> **Data in this exercise**

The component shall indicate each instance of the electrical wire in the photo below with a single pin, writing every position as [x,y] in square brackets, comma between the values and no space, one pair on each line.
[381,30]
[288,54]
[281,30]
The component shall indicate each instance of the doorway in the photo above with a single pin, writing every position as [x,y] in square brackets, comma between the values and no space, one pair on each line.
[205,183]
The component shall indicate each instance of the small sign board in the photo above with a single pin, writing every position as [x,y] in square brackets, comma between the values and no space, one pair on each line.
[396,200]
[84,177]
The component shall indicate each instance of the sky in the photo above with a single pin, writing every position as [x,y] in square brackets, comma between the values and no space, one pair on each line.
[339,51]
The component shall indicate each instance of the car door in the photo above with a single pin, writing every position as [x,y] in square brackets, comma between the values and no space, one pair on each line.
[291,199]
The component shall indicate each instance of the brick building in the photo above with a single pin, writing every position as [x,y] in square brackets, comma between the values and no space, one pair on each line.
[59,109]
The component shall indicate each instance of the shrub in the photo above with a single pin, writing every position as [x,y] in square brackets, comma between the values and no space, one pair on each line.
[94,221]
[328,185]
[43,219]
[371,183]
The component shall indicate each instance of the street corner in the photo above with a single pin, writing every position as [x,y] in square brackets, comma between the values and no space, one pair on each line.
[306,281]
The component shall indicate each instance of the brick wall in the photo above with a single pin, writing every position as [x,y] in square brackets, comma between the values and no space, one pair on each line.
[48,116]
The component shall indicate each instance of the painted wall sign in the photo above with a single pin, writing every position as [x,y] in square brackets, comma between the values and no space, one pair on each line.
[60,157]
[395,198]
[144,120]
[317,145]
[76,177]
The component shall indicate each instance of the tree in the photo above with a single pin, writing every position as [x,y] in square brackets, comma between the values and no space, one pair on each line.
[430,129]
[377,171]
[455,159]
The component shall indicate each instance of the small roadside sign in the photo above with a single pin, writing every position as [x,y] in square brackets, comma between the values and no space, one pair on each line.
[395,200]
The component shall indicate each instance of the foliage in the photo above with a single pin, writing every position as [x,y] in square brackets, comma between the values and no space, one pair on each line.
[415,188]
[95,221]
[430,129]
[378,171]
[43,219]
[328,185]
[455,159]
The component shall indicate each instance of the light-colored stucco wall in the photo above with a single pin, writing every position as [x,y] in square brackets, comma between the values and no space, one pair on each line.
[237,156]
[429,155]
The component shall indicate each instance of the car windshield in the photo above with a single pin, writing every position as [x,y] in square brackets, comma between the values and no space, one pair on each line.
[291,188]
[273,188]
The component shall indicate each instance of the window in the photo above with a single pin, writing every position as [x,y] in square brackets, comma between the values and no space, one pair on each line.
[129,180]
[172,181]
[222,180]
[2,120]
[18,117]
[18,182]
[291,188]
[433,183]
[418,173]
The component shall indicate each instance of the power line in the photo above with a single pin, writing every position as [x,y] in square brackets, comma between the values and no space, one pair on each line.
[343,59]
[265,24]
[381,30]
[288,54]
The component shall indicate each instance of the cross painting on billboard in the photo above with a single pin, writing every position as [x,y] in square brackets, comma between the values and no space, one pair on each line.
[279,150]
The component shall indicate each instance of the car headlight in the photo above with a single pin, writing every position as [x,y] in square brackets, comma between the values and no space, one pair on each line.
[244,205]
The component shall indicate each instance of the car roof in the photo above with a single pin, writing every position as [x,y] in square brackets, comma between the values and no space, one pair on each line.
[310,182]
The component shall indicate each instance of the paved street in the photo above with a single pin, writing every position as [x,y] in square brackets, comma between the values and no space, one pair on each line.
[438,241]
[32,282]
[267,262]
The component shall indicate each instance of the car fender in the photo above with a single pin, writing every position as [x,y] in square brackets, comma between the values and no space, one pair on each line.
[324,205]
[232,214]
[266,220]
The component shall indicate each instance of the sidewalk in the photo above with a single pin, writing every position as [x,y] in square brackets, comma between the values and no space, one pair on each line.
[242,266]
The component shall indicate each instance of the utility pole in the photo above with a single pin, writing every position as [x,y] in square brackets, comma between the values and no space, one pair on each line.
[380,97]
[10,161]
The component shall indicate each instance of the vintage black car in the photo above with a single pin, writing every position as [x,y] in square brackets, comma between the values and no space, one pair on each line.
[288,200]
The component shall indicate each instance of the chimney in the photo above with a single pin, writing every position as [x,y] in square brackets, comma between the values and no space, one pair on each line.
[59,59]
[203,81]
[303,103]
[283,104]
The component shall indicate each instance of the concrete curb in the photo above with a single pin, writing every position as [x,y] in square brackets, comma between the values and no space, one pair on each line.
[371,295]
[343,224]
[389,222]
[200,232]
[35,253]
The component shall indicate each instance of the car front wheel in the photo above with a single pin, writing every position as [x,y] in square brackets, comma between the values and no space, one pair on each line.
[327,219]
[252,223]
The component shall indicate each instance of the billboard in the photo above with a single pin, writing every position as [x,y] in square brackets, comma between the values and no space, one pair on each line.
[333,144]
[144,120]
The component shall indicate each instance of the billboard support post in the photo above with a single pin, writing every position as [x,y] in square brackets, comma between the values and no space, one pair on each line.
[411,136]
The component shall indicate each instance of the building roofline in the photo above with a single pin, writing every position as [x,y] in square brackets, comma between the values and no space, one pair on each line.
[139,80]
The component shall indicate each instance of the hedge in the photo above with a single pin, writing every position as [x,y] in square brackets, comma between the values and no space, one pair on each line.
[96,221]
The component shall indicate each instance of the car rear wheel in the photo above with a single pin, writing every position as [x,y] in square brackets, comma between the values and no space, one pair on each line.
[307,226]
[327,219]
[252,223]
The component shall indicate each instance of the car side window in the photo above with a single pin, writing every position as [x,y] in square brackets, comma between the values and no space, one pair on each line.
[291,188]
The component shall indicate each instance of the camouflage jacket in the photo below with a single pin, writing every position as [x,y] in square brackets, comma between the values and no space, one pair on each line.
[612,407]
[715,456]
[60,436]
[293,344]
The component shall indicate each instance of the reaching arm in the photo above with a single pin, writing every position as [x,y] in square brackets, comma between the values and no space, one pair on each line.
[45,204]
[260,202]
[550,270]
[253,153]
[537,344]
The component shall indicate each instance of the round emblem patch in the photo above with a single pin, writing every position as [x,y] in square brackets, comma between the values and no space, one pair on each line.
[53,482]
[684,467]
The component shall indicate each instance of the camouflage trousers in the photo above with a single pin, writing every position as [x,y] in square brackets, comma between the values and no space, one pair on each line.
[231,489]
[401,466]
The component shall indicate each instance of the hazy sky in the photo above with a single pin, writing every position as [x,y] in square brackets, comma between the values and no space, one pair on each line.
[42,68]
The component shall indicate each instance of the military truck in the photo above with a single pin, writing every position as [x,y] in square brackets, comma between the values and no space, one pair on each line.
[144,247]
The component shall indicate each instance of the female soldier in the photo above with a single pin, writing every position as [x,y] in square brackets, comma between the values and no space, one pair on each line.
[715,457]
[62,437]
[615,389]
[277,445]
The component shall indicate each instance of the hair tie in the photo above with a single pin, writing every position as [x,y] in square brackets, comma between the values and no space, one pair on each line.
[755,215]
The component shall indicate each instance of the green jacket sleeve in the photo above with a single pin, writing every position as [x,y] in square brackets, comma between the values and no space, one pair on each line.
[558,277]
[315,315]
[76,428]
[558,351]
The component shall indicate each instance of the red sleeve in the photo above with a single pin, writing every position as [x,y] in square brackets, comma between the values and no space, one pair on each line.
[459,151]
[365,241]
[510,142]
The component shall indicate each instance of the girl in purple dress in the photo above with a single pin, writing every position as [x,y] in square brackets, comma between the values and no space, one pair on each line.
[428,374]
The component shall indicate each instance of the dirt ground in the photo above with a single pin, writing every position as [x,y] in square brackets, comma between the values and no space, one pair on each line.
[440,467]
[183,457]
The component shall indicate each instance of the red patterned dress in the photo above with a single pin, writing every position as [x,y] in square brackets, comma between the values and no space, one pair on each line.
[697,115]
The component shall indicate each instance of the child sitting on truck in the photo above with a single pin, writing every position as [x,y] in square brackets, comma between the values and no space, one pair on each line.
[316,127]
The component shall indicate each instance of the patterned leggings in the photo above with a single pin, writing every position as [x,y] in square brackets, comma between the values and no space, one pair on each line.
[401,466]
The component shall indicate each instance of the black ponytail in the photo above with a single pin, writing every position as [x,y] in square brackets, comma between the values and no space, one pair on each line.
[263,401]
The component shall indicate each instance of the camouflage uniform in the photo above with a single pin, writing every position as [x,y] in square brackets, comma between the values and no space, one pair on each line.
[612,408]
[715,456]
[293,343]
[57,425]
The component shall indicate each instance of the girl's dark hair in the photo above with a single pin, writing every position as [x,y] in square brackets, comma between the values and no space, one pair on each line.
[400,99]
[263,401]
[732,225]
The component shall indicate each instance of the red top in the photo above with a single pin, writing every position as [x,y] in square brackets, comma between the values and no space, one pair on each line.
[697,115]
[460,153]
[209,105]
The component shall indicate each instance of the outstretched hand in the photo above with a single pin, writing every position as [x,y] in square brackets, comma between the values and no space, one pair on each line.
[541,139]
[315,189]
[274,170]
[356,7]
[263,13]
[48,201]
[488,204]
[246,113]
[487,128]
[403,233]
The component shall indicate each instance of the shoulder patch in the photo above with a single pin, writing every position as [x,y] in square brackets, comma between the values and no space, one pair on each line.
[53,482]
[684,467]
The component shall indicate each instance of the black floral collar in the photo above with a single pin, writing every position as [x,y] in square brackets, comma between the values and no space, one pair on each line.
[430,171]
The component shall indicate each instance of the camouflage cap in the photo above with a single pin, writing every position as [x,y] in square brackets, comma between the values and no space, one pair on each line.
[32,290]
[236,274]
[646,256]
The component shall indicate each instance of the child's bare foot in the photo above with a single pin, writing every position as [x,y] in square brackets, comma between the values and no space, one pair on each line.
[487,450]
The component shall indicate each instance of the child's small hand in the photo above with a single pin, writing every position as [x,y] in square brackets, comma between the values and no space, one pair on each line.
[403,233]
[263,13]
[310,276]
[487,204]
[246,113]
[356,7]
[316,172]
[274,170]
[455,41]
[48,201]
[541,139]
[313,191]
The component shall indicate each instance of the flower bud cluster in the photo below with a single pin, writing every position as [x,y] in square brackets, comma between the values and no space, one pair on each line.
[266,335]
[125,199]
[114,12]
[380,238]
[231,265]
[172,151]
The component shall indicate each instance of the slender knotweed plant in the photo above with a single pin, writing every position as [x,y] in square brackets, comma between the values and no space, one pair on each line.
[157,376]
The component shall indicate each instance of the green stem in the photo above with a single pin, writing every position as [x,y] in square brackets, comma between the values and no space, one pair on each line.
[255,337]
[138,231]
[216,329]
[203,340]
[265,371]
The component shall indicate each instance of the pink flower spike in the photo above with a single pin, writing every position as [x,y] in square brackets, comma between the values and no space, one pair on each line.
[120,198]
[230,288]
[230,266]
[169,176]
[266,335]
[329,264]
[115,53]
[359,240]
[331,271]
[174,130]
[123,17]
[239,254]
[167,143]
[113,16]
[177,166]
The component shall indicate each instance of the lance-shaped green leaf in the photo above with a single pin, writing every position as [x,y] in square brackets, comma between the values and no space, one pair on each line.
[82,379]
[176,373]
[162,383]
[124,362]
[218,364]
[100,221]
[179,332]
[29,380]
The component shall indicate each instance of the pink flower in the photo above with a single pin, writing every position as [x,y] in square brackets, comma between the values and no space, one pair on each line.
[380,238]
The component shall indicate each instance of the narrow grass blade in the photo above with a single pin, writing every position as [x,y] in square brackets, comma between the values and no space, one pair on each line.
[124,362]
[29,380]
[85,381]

> **What to produce**
What is needed is an exact copy of the lines from the one containing "The component shall indicate each instance of the pink flower in" through the final line of the data, both included, and nothing more.

> **Task output**
The component shall indicate each instance of the pink flower in the photo above with a single pin, writing every position as [x,y] in square brackets, comma between the values and no space, one pair on each line.
[380,238]
The component shall indicate each instance of the narrow grass blade in the photo above with a single pin, writing every position as [x,y] in square brackets, comma between the values and no space, one pair on each line.
[124,362]
[29,380]
[85,381]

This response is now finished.